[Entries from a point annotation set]
▽
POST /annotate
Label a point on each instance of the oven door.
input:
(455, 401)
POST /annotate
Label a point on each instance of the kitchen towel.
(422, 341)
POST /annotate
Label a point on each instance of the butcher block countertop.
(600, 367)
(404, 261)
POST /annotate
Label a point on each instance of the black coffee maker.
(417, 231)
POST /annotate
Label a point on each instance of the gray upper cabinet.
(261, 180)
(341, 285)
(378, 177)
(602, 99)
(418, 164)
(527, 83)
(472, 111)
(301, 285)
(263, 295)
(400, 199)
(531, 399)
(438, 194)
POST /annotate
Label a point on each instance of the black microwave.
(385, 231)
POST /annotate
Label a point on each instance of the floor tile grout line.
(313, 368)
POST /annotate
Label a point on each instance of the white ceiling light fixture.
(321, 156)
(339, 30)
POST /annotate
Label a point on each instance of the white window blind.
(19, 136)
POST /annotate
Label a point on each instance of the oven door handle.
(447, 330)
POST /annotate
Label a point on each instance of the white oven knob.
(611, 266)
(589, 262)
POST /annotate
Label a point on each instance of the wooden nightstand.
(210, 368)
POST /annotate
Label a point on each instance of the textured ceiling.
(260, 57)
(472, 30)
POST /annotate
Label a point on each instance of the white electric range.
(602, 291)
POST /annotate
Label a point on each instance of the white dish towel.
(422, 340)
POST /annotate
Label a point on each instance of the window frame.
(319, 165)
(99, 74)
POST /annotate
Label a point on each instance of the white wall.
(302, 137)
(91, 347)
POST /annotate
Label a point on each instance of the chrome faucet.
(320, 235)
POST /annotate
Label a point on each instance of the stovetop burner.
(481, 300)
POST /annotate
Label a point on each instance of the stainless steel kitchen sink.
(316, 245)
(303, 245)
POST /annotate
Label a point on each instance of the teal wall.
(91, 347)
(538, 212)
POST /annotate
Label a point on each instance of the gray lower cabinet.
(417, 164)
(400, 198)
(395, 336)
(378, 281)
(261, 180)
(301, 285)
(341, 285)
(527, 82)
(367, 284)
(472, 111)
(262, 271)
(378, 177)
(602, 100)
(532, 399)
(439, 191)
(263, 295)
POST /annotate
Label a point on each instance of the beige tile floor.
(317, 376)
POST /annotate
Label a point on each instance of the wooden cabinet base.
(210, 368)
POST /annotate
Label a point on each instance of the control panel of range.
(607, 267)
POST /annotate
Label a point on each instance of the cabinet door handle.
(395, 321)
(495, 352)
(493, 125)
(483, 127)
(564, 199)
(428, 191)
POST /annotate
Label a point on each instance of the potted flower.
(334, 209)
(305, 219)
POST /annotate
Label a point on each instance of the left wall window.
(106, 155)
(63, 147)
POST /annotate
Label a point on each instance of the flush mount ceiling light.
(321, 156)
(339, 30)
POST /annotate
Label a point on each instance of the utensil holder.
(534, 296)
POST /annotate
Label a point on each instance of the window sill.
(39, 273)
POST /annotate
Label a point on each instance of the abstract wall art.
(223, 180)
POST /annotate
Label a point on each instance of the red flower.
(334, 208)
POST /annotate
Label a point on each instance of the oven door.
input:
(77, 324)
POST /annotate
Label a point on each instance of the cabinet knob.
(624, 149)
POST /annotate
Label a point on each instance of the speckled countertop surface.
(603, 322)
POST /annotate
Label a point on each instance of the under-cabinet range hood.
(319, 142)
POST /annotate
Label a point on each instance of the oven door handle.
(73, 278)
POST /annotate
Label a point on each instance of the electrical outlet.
△
• [SHORT PROBLEM] Write the whole listing out again. Keep every line exactly as it is.

• [ANSWER FOR THE TASK]
POST /annotate
Label a point on each instance of the oven door.
input:
(455, 401)
POST /annotate
Label a point on each instance of the kitchen towel.
(422, 341)
POST /annotate
Label a point on each instance of the butcher block countertop.
(600, 367)
(404, 261)
POST /annotate
Label a point on each instance of the black coffee maker.
(417, 231)
POST /annotate
Label a point on each instance of the gray upper cabinet.
(261, 180)
(341, 285)
(378, 177)
(602, 99)
(418, 164)
(527, 83)
(472, 111)
(301, 285)
(263, 295)
(400, 199)
(531, 399)
(438, 194)
POST /annotate
Label a point on each instance of the black microwave.
(385, 231)
POST /annotate
Label a point on each instance of the floor tile grout line.
(313, 368)
POST /annotate
Label a point on each instance of the white ceiling light fixture.
(321, 156)
(339, 30)
POST /annotate
Label a point on each instance of the white window blind.
(19, 136)
POST /annotate
Label a point on each instance of the oven door handle.
(447, 330)
POST /annotate
Label a point on each instance of the white oven knob.
(611, 266)
(589, 262)
POST /annotate
Label a point on each instance of the wooden nightstand.
(210, 368)
POST /annotate
Label a point on each instance of the textured ceiling.
(260, 57)
(472, 30)
POST /annotate
Label a point on each instance of the white electric range.
(602, 291)
POST /annotate
Label a point on each instance of the white dish towel.
(422, 340)
POST /annotate
Label a point on each instance of the window frame.
(319, 165)
(99, 74)
POST /annotate
Label a point on each instance of the white wall.
(302, 137)
(91, 347)
POST /annotate
Label a point on each instance of the chrome faucet.
(320, 235)
POST /annotate
Label a point on each instance of the stovetop burner.
(481, 300)
POST /annotate
Label a point on each instance of the stainless steel kitchen sink.
(316, 245)
(303, 245)
POST /annotate
Label a point on each instance of the teal wall.
(91, 347)
(538, 212)
POST /annotate
Label a point on each instance of the gray lower cabinet.
(417, 164)
(400, 198)
(395, 336)
(378, 281)
(261, 180)
(301, 285)
(341, 285)
(527, 82)
(367, 284)
(472, 111)
(262, 271)
(378, 177)
(602, 100)
(532, 399)
(439, 191)
(263, 295)
POST /annotate
Label a point on each instance of the beige tile floor.
(317, 376)
POST /annotate
Label a point on each instance of the wooden cabinet base.
(210, 368)
POST /annotate
Label a point on each instance of the control panel of range.
(607, 267)
POST /annotate
Label a point on each instance of the cabinet door handle.
(395, 321)
(495, 352)
(493, 125)
(483, 127)
(564, 199)
(428, 191)
POST /annotate
Label a point on each instance of the potted flower.
(334, 209)
(305, 219)
POST /annotate
Label a point on each instance of the left wall window.
(106, 155)
(63, 147)
POST /annotate
Label a point on each instance of the flush mount ceiling light.
(321, 156)
(339, 30)
POST /annotate
Label a point on each instance of the utensil holder.
(534, 296)
POST /annotate
Label a point on each instance of the window sill.
(39, 273)
POST /annotate
Label a point on each instance of the abstract wall art.
(223, 180)
POST /annotate
Label a point on each instance of the red flower.
(334, 208)
POST /annotate
Label a point on each instance of the oven door.
input:
(77, 324)
POST /annotate
Label a point on each instance of the cabinet knob.
(624, 149)
POST /annotate
Label a point on each instance of the speckled countertop surface.
(603, 322)
POST /annotate
Label a point on each instance of the under-cabinet range hood.
(319, 142)
POST /annotate
Label a point on each instance of the oven door handle.
(73, 278)
POST /annotate
Label a point on each instance of the electrical outlet.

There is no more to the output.